**GIVEN INSTRUCTION**
Format all of the entries below as a numbered list, omitting blank lines. Leave the pictures out of your answer.

**MATERIAL SUPPLIED**
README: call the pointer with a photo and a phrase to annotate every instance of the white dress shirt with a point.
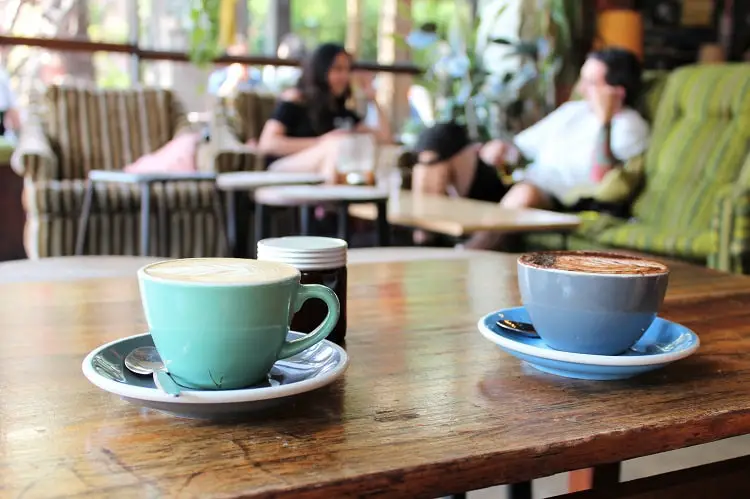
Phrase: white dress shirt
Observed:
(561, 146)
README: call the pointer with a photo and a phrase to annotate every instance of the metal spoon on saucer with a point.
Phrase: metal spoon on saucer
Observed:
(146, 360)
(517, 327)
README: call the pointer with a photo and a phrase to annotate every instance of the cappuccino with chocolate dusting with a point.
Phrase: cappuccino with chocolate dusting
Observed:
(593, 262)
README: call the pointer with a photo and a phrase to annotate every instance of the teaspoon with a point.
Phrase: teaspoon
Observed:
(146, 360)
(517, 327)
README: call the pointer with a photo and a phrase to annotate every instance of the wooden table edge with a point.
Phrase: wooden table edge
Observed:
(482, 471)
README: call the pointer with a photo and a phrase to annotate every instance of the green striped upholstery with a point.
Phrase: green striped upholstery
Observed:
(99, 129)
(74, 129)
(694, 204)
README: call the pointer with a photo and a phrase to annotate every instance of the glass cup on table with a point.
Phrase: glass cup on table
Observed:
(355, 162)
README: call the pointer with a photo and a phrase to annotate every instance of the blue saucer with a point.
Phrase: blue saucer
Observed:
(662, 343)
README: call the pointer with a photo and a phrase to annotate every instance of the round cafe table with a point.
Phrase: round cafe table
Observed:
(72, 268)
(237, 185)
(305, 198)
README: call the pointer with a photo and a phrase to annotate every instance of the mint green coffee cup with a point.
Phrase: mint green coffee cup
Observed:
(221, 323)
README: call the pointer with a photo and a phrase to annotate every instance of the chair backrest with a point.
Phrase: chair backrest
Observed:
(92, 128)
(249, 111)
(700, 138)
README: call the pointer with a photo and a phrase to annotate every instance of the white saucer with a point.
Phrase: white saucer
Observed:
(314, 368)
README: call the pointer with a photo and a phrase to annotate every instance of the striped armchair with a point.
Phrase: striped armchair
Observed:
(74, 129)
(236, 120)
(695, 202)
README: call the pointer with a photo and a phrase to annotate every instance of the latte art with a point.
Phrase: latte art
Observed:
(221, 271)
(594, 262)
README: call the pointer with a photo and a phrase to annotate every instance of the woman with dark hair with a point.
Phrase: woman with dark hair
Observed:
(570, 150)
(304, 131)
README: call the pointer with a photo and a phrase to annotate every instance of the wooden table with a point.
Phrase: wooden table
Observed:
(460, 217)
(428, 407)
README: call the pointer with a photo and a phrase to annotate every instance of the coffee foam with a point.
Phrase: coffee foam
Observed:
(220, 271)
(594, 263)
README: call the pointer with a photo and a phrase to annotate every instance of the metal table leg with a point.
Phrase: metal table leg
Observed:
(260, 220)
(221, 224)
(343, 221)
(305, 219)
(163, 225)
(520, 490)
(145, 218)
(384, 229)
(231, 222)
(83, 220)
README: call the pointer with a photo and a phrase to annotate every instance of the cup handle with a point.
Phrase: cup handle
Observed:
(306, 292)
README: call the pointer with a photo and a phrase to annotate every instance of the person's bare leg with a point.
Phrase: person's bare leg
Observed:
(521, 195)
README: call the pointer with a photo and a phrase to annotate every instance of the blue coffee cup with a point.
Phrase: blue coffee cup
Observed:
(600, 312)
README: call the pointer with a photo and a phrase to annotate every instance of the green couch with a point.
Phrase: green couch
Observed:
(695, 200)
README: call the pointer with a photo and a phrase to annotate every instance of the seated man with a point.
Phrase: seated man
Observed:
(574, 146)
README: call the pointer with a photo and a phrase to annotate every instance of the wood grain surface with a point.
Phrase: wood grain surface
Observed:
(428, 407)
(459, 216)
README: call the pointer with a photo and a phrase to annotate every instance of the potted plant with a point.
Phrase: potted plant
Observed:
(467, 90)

**WORKED ANSWER**
1. README: call the pointer with a photo and a phrase to annotate every instance of the white dress shirt with a point.
2. Phrase: white dress shirt
3. Observed:
4. (561, 146)
5. README: call the pointer with a photo and a phrase to annotate every instance of the metal spoon on saucer with a point.
6. Phrase: metal spoon on saucer
7. Observed:
8. (146, 360)
9. (517, 327)
10. README: call the pointer with a photo and a phrase to annotate every instance of the cappuccino with chocolate dusting with a point.
11. Phrase: cappuccino with chocolate dusting
12. Observed:
13. (593, 262)
14. README: call the pointer with a photo and a phrase to annotate every instance of the teaspoon with a point.
15. Phrase: teaspoon
16. Observed:
17. (146, 360)
18. (517, 327)
19. README: call the pointer with a photo and a phrase to annotate every instance of the wooden table edge with a point.
20. Phrase: wooden table edge
21. Observed:
22. (482, 471)
23. README: call the pointer with a photo and a phrase to annotate every instance of the green striped upholstery with a point.
24. Phrase: green striped upholstery
25. Observed:
26. (99, 129)
27. (74, 129)
28. (694, 204)
29. README: call the pointer with a photo and a phrase to annotate every instance of the glass cup on table with a point.
30. Phrase: glass cup on table
31. Observed:
32. (355, 162)
33. README: call the pointer with a photo and a phrase to annotate every instance of the blue saucer with a point.
34. Phrase: blue saucer
35. Observed:
36. (662, 343)
37. README: call the pointer with a photo and a phrase to annotate every instance of the round cafe table with a point.
38. Phrase: round cafe table
39. Observed:
40. (72, 268)
41. (237, 185)
42. (305, 198)
43. README: call the pointer with a photo and a phrase to annotate every instance of the mint green coffee cup with a point.
44. Phrase: mint green coffee cup
45. Observed:
46. (221, 323)
47. README: call the pointer with a photo and a phrase to annotate every instance of the chair backrest with a point.
48. Phrase: chair backrest
49. Observed:
50. (92, 128)
51. (249, 111)
52. (700, 138)
53. README: call the pointer with a photo and a phrase to annotate every instance of the white saucer with a point.
54. Phrase: white saucer
55. Observed:
56. (314, 368)
57. README: call the pointer with a photo and a phrase to annotate every instance of the striped armchair with a point.
58. Phrase: striped armchair
59. Observed:
60. (74, 129)
61. (236, 120)
62. (695, 202)
63. README: call the pointer with a photo and a phrase to annotate every instance of the latte art with a point.
64. Phrase: latte art
65. Observed:
66. (221, 271)
67. (594, 262)
68. README: call the pointer with a photo and a phrase to annotate every instance of the woman with dark hair with a point.
69. Phrase: woman with dark hair
70. Observed:
71. (570, 150)
72. (304, 131)
73. README: call the pointer with a photo and a phrase to annotate every instance of the wooden table with a point.
74. Phrase: wooden table
75. Observed:
76. (460, 217)
77. (428, 407)
78. README: call the pointer with a photo and a phrase to annotate every instance of the coffee foam with a point.
79. Phrase: coffee foam
80. Observed:
81. (220, 271)
82. (594, 263)
83. README: call the pointer with a photo and a phrase to annotate every instance of the metal table leg with a point.
84. Phrase: metal table leg
85. Observed:
86. (260, 220)
87. (221, 224)
88. (343, 221)
89. (305, 219)
90. (163, 225)
91. (520, 490)
92. (145, 218)
93. (384, 229)
94. (231, 222)
95. (83, 220)
96. README: call the pointer with a photo and a phrase to annotate every instance of the cup handle with a point.
97. Phrase: cup handle
98. Observed:
99. (306, 292)
100. README: call the pointer with a photo and a phrase to annotate every instance of the person's bare leg with a point.
101. Phrase: person's bare leg
102. Observed:
103. (521, 195)
104. README: call the pointer with a photo and a phrase to annotate every instance of the blue coffee cup with a point.
105. Phrase: blue coffee cup
106. Observed:
107. (600, 312)
108. README: call the pointer with a photo and a phrase to annotate every instance of the green couch with a point.
109. Phrase: green couch
110. Observed:
111. (695, 200)
112. README: call the pointer with a photo and a phrase to annotate every instance of the seated man with a point.
113. Phrase: seated man
114. Observed:
115. (574, 146)
116. README: call the pointer with a photo and a phrase to annotate every instance of the wood grain surface with a point.
117. Phrase: wood grain surface
118. Observed:
119. (428, 407)
120. (459, 216)
121. README: call the pointer with a photo and a phrase to annotate every instance of the potted plant with a point.
122. Phrase: potted plant
123. Observed:
124. (467, 90)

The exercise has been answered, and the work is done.